PROBLEM REQUIREMENTS:
Could you reproduce every line of the records below word for word, leaving the pictures out?

— Start DATA RECORDS —

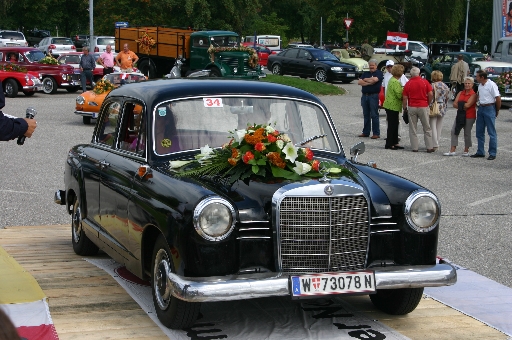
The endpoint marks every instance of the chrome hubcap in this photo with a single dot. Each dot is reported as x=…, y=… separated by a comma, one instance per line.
x=161, y=283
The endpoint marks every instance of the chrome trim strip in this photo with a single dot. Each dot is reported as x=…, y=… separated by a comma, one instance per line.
x=248, y=286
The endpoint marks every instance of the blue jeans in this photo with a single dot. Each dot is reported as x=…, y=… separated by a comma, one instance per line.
x=486, y=118
x=370, y=106
x=84, y=76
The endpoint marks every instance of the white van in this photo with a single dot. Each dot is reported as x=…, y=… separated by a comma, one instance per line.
x=503, y=50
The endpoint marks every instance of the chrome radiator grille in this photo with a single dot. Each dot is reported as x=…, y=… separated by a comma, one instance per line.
x=321, y=234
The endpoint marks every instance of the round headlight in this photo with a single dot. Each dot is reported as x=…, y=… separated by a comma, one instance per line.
x=422, y=211
x=214, y=218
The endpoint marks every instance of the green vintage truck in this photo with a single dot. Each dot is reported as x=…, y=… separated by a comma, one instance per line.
x=217, y=51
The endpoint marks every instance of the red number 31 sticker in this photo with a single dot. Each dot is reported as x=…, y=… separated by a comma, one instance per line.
x=212, y=102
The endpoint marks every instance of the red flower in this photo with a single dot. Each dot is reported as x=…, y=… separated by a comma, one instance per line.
x=316, y=165
x=259, y=147
x=308, y=154
x=247, y=157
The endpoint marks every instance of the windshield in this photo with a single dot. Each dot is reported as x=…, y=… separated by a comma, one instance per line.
x=224, y=41
x=193, y=123
x=34, y=56
x=319, y=54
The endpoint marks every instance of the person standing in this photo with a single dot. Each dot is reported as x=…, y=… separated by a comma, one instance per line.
x=125, y=59
x=393, y=106
x=467, y=99
x=441, y=93
x=417, y=95
x=87, y=65
x=371, y=82
x=106, y=60
x=490, y=104
x=13, y=127
x=459, y=71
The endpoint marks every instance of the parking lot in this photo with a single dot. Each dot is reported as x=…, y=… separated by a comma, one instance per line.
x=474, y=192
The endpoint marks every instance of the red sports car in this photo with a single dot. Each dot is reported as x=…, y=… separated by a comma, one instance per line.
x=262, y=50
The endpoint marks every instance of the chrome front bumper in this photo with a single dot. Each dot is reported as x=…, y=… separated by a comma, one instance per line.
x=239, y=287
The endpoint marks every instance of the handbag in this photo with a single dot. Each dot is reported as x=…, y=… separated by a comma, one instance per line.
x=405, y=116
x=434, y=107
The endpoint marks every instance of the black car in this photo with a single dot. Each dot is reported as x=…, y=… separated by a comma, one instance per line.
x=311, y=62
x=225, y=190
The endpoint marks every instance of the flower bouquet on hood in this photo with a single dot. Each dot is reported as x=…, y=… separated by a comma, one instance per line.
x=260, y=151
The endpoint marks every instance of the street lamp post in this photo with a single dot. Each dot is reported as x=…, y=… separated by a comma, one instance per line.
x=466, y=33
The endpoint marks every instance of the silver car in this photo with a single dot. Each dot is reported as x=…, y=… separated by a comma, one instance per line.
x=56, y=46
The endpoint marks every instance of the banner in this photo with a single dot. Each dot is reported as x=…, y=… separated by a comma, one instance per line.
x=396, y=38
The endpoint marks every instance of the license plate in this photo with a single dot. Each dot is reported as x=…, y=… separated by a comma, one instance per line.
x=333, y=283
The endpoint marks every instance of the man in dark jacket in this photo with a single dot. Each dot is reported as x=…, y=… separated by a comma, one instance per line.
x=13, y=127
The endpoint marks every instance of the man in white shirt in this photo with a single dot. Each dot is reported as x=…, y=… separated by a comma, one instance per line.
x=490, y=104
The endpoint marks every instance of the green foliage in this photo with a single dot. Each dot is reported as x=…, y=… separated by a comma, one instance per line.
x=316, y=88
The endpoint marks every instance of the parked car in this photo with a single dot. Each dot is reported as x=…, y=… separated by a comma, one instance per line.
x=15, y=81
x=55, y=46
x=34, y=37
x=101, y=42
x=445, y=63
x=88, y=103
x=343, y=55
x=80, y=40
x=311, y=62
x=12, y=38
x=235, y=227
x=53, y=76
x=73, y=59
x=262, y=50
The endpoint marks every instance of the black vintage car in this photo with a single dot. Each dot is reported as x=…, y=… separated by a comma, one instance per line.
x=311, y=62
x=284, y=213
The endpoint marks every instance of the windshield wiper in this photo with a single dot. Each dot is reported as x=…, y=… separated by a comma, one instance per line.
x=307, y=140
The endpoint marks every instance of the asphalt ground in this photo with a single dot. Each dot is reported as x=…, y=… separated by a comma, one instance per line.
x=475, y=228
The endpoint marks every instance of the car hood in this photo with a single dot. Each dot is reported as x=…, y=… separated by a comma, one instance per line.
x=253, y=199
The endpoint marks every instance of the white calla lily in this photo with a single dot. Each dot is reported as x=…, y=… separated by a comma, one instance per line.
x=290, y=151
x=302, y=168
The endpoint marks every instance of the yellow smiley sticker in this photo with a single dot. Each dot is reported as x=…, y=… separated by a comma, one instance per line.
x=166, y=143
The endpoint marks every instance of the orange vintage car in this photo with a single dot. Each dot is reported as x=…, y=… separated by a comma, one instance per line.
x=88, y=104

— End DATA RECORDS —

TASK ANSWER:
The endpoint marks every instance of the chrome hubcap in this photo with a single dot. Each dot is reported as x=…, y=… separated by a comma, one instance per line.
x=161, y=283
The endpoint marks every instance of the chrome trim strip in this photo with a single dot. Each dot is reported as x=…, y=… separated by a comma, one instance per line.
x=248, y=286
The endpoint marks every instance of the blue jeans in this photo with a single dot. Each dot is reported as x=…, y=… separated by a comma, one instance per line.
x=486, y=118
x=370, y=106
x=84, y=76
The endpoint marks every instance of the white van in this photo with a single dot. Each dot is reported as x=…, y=… separated by a comma, one instance per line.
x=503, y=50
The endpoint marks every instance of the chrome radiator grille in this photo with a single dot. Each dot is reported as x=…, y=… separated by a comma, one instance per line.
x=321, y=234
The endpoint marks every instance of the round headlight in this photo with a single dot. Each dot is reported as x=…, y=… separated by a comma, one instance per line.
x=422, y=211
x=214, y=218
The endpoint marks every instance of the green vintage truck in this photo with a single dot. Each dot is reported as x=…, y=… separated by a comma, one instance per line.
x=217, y=51
The endpoint marks every instance of the red number 31 sticker in this photo with a single dot. Each dot is reported as x=…, y=… separated by a comma, one instance per line.
x=212, y=102
The endpoint marks every instance of the red flower in this photo with a single dot. Each dot is reported as x=…, y=… separated by a comma, one instance per line.
x=316, y=165
x=259, y=147
x=308, y=154
x=247, y=157
The endpoint marks every instance of the windshield in this photo with a single dot. Each dot is reported as x=…, y=… separated by a comma, one instance per line.
x=224, y=41
x=193, y=123
x=34, y=56
x=319, y=54
The endpoint marks every instance of the person standing in this photo with a single dot. Each dot is reported as x=…, y=… separated by a comma, one instance per line.
x=125, y=59
x=393, y=106
x=467, y=99
x=441, y=93
x=417, y=95
x=87, y=65
x=371, y=82
x=106, y=60
x=490, y=104
x=13, y=127
x=459, y=71
The endpoint marks every instance of the parking lot in this photo with a single dot. Each dot is reported as x=…, y=… separated by a comma, one instance per line.
x=474, y=192
The endpoint marks every instance of the red sports car in this photo with a single dot. Each dot is reported as x=…, y=… separated by a comma, one instance per line.
x=262, y=50
The endpoint marks every instance of the chrome front bumper in this photo with a single dot. Each dot is reported as x=…, y=… separated by a comma, one instance per line.
x=239, y=287
The endpoint marks every instance of the handbag in this photo with a single dot. Each dot is reported as x=…, y=… separated by a comma, one instance per line.
x=405, y=116
x=434, y=107
The endpoint marks every instance of the black car in this photo with a single dot. Each dot is reported as x=…, y=… separated by a comma, one instance per line.
x=311, y=62
x=225, y=190
The endpoint marks every instance of the flower bouquet on hood in this photo with a single dot. Each dot is reported as x=…, y=… separated by a comma, one instance per line.
x=260, y=151
The endpoint marks every instance of the street lamp post in this photo with a single dot. Each dot is reported as x=…, y=… separated by a comma, one instance per line.
x=466, y=33
The endpoint marks every instance of the silver car in this photo with a single dot. Each dot is reported as x=…, y=… separated by a comma, one instance per line.
x=56, y=46
The endpoint marks every instance of the banner in this photo with a single dot. Each dot is reported as x=…, y=… separated by a comma, one instance per line.
x=396, y=38
The endpoint marks every instance of the license plate in this photo with a single dot. Each dot is reported as x=…, y=… separated by a comma, one instance per line.
x=333, y=283
The endpoint marks every instance of the man in dark jacket in this photo with a single dot. Each dot is reported as x=…, y=… separated by a comma, one instance per line.
x=13, y=127
The endpoint marks every instance of the man in white shirt in this photo with a single dot. Each dot is reported as x=…, y=… separated by a comma, one instance per line.
x=490, y=104
The endpoint marks every instance of the green foliage in this photo with a single dot. Each dot is reported as x=…, y=… separated by a comma, one instance per line.
x=316, y=88
The endpoint marks every instance of the parked car in this photo with a single dot. Each dot is reported as x=…, y=… separated by a comma, one instance per line.
x=15, y=81
x=55, y=46
x=34, y=37
x=101, y=42
x=445, y=63
x=88, y=103
x=343, y=55
x=80, y=40
x=311, y=62
x=12, y=38
x=235, y=227
x=53, y=76
x=73, y=59
x=262, y=50
The endpoint marks every instance of the black vintage car in this photo with a single dot. Each dot is reported as x=…, y=… separated by a comma, one instance per line.
x=311, y=62
x=284, y=213
The endpoint marks every instance of the windshield wiper in this photo with a single dot. Each dot is reported as x=…, y=… separated by a comma, one instance per line.
x=307, y=140
The endpoint marks every instance of the asphalt ground in this photo with a single dot. Each dot is reported as x=…, y=… separated by a comma, one instance per line.
x=475, y=228
The endpoint marks every instance of the car hood in this photo with a single dot. Each dot is reported as x=…, y=… separated by a comma, one instance per line.
x=253, y=199
The endpoint marks every instance of the white calla lily in this photo with a single dot. Each dot is reported as x=…, y=… separated by a comma, one instance per line.
x=290, y=151
x=302, y=168
The endpoint marks every instance of the yellow smiley sticker in this photo with a single dot. Each dot is reported as x=…, y=… separated by a comma, one instance per line.
x=166, y=143
The endpoint marks every instance of the orange vintage car in this photo with a single dot. Each dot is reported as x=…, y=… separated by a comma, one instance per line.
x=88, y=104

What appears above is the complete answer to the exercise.